### DOCUMENT
The present data are drawn from the 31 respondents who did not draw on their maps in the Washington project mentioned above. These outlier data may expose some of the underlying frameworks that respondents deploy when evaluating language variation. “Typical” responses to the task prompt suggest that respondents have accepted the prompt’s presuppositions: (1) there are identifiable linguistic differences in the geographic area being queried; (2) lay people are aware of those linguistic differences; (3) lay people can identify those linguistic differences; and (4) lay people can associate linguistic differences with geographic locations. Perceptual dialectology research (such as that discussed above) has shown that these presuppositions hold true for many respondents, but not all (see Preston 1996 for a detailed taxonomy of folk linguistic awareness). The outliers here sometimes do challenge these presuppositions and thus give insight into aspects of respondents’ positioning in relation to the prompt. The majority of the respondents (178/229) completed the task, and very few respondents indicated “I don’t know,” suggesting that they did not object to or were unclear about the task/prompt.

Because the main goal of the task is to ascertain respondents’ spatial associations with linguistic difference, if the respondents’ perceptions of difference have no spatial correlates (e.g., they perceive only social class differences), they cannot draw lines on the map to represent that difference. For example, the response from a 25-year-old male from Wenatchee (east central Wash.), who indicated on his map, “They all sound alike” (figure 1), thus obviates any lines. It does not seem warranted, however, to amend the data collection technique since the majority of the respondents seem comfortable with the task’s presuppositions, although Tamasi (2010) provides an alternative method for collecting spatial perceptions of language. The main point here is that an answer such as that in figure 1 usually would be excluded from an analysis of a map task data set, yet it does present a perspective on language variation. Perhaps “nonconforming” data should be analyzed rather than “thrown out.”

With regard to labels, some respondents lack the ability to describe linguistic differences, either linguistically or socially (Preston 1996), which inhibits their ability to produce labels as requested in the task. This effect is evident in the response from a 21-year-old male from Seattle who wrote on his map, “For the most part I feel all Washingtonians sound the same. Near Spokane, however, their [sic] seems to be a slightly different dialect but I don’t know how to describe it.” He could have circled the Spokane region on his map, but he did not. Caution is required when speculating on why respondents did or did not draw lines on their maps. A respondent’s cognitive framework, influences, and motivations are not known to the researcher in a survey context; therefore, it is important to understand that such data are subjective, a perpetual limitation of both qualitative and quantitative research. Results to open-ended survey tasks inherently provide information that may not correspond to the researcher’s intentions or may not reflect the respondent’s “true” beliefs. Researchers can mitigate this (and other) limitations only through careful design of the survey and responsible analysis and interpretation of the results. Nevertheless, we should continue studying attitudes about language despite the problems they pose to research methods.

WHY CONSIDER OUTLIERS?

### DATA ENTRIES
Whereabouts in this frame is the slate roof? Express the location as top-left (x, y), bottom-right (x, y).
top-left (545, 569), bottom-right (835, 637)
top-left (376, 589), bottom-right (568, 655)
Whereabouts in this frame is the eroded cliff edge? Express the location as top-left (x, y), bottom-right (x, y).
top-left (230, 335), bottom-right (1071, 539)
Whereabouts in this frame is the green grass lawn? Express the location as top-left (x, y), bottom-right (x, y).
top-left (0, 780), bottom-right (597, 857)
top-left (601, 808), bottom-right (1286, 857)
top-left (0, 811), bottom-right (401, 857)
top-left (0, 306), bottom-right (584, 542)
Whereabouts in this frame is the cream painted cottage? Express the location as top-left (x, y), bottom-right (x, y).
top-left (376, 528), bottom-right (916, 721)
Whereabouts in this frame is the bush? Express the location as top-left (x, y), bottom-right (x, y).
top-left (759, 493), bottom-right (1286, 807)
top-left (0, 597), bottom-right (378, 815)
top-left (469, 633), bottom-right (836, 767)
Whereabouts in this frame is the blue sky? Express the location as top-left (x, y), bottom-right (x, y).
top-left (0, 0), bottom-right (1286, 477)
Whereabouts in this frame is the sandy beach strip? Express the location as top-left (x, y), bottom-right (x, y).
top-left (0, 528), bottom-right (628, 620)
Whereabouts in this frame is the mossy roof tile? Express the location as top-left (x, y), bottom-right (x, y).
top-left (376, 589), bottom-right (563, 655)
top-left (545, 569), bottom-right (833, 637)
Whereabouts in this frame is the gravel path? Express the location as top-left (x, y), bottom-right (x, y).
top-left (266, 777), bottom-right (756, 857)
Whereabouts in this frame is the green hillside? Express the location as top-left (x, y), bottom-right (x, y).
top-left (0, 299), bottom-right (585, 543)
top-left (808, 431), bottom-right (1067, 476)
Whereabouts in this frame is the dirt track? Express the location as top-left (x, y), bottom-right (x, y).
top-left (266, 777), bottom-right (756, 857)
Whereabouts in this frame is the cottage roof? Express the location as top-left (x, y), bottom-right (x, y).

### CHALLENGE 1
Answer these from the dialect-map text:
(a) How many respondents did not draw on their maps in the Washington project?
(b) What did the 25-year-old male from Wenatchee write on his map?
(c) Near which city did the 21-year-old male from Seattle say there seems to be a slightly different dialect?
### CHALLENGE 2
Please continue the dialect-map text from its last line.
The data have nothing to do with the dialect-map text.

### RESULT 1
(a) 31
(b) "They all sound alike"
(c) Spokane

### RESULT 2
Variationist sociolinguists often exclude outlier data from analysis because they are unrepresentative. Nevertheless, sociolinguists have demonstrated the utility in considering outlier respondents. Britain (2003) specifically highlights data from outliers in his own and others’ research. He describes two outlier speakers in his data from the Fens in eastern England who are linguistically unlike their peers in their usage of community linguistic “norms”; they deploy specific linguistic differences to negotiate and manage their sociogeographic isolation in the Fens. Britain demonstrates that examination of such outliers is a critical component of exploring language variation and has a place even in quantitative-oriented research.

Similarly, Johnstone (1996) demonstrates the importance of exploring individual behavior in sociolinguistic research. Through case studies of individuals, she describes and highlights the significance of inter- and intraspeaker variation. For example, she describes story-telling strategies used by two very different speakers that demonstrate how they use linguistic resources to create their own voice. Using examples like these, she proposes that research oriented to aggregating data leaves individual behavior unobserved. That is, aggregated results may hide as much as they reveal in so far as the variety among individuals and their distinctive profiles are not always apparent when respondents are evaluated as a group. Moreover, she suggests that outliers’ behavior can be considered as theoretically important because close inspection of individual language use exposes the possibilities for creativity and individuality in language use. This sort of exploration of the individual has recently become an important theme in sociolinguistics (e.g., Eckert 2004; Coupland 2007).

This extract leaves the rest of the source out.